▶ [PARTS OF THE EXERCISE]
1. In the passage on trauma and illness, which adrenal hormone blocks memory formation?
2. Pick up the passage on trauma and illness after its last sentence and carry it forward.

▶ [PAGE TEXT]
It’s not at all impossible that most of the health issues you’ve experienced–from chronic depression and alcoholism to fibro or chronic fatigue, with susceptibilities to cancer, diabetes, autoimmune disease, and early heart disease–are related to deeply buried issues from stressful events in your early life and your brain’s massive memory capacity.

It wouldn’t surprise me to learn that Dr. Ford struggled with fibromyalgia. She clearly describes two phases of severe stress.

With sudden acute stress–the sexual assault–adrenaline poured through her body and into her muscles to make her a temporary superwoman. As the second person in the room jumped on the bed while Kavanaugh was on top of Dr. Ford they toppled over and she was able to get up and flee.

Norepinephrine etched the event itself into her hippocampus like a loop of slo-mo film. This is why Dr. Ford can remember specific details (hand over her mouth, pelvis grinding into her, background laughter) with great clarity.

Dr. Ford’s adrenalin rush rescued her, but this was followed by an outpouring of a second adrenal hormone, cortisol, which actually blocks memory formation, likely explaining why she has trouble remembering how she got home.

And then chronic stress that follows. Weeks, months, and years after an assault, the tense muscles, useful to fight/flee, now won’t let go. They remain contracted, unconsciously trying to protect the victim from another sexual assault by creating a virtual suit of armor. Except it’s a suit of armor that hurts and can’t be taken off. That’s fibromyalgia.

Healing childhood traumas

The connection between trauma and immune issues is more complex. Dr. Myss explains that our immune systems are hard-wired to protect us from infections, such as from viruses or bacteria, and cancer cells. However, when a child is faced with repeated trauma, her immune system gets overly excited and starts to turn against her physical body.

This situation is profoundly worsened by the child’s loss of self-esteem in the wake of victimhood (“Who could possibly love me?”).  Combine low self-esteem with an overly stimulated immune system and you’ve set the stage for an autoimmune disorder.

Cancer works in a similar setting, but this time low self-esteem is combined with an utterly exhausted immune system that’s burned itself out trying to protect its owner. Such thinking, Dr. Myss was first to point out, has the potential to be very badly misinterpreted if blame for an illness is placed on the victim.

▶ [DATA]
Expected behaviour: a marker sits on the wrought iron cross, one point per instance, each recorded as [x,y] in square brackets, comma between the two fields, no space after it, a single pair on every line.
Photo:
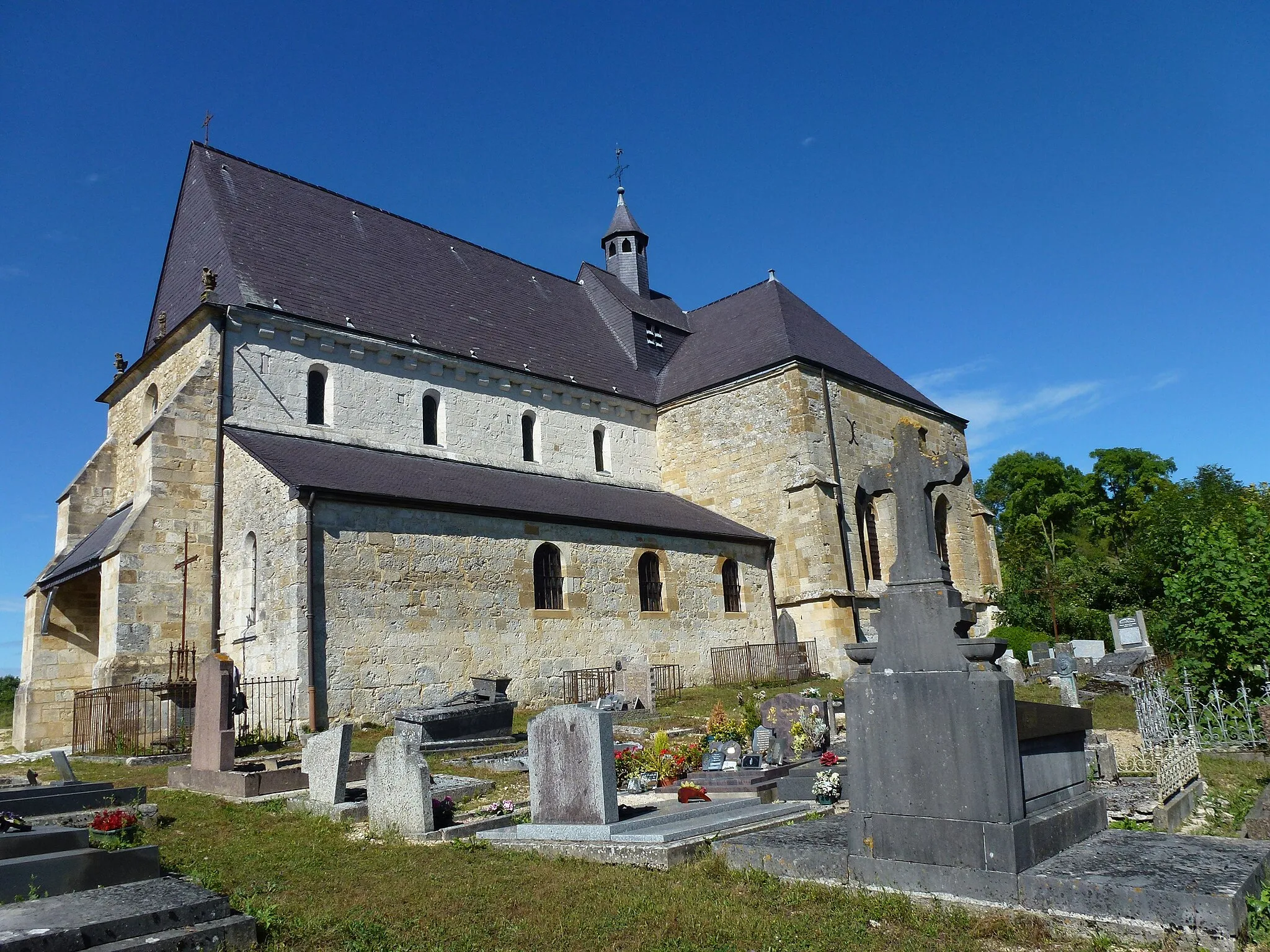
[620,169]
[911,475]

▶ [PER-TASK ANSWERS]
1. Cortisol.

2.
“Am I responsible for my cancer?” “Did I deserve my autoimmune disease?” The answer is a loud and clear no. These machinations in your mind-body are so deep within you as to be inaccessible to your conscious mind. Everyone in the field of mind-body medicine is quick to point out that a majority of people with cancer or virtually any chronic illness had perfectly happy childhoods and aren’t carrying larger knapsacks full of psychic baggage than the rest of us.

For this majority, the causes are usually lifestyle choices such as poor nutrition, tobacco use, or lack of exercise. But for a small and important subset of people with chronic illnesses, if any underlying cause is to be discovered, it may be the final phase of a childhood from hell.

“An ocean of pain”

I’d like to close with an on-the-record statement, made by Senator Chris Coons (D) of Delaware, which to me sums up how many people are still carrying the deep hurt of sexual assault and trauma:

One of the most striking things about this hearing for me has been the so far five, five personal friends, acquaintances, people I’ve known for years or decades who have conveyed to me their experiences of sexual assault on this phone while this testimony was going on. That suggests that there is an ocean of pain in this nation not yet fully heard, not yet fully addressed, not yet appropriately resolved. And I, for one, will not countenance the refrain said by too many in response to these allegations by Dr. Ford, that it happened too long ago and that in our nation, boys will be boys. We must do better than that and we must set a better standard than that for our own families and for our future.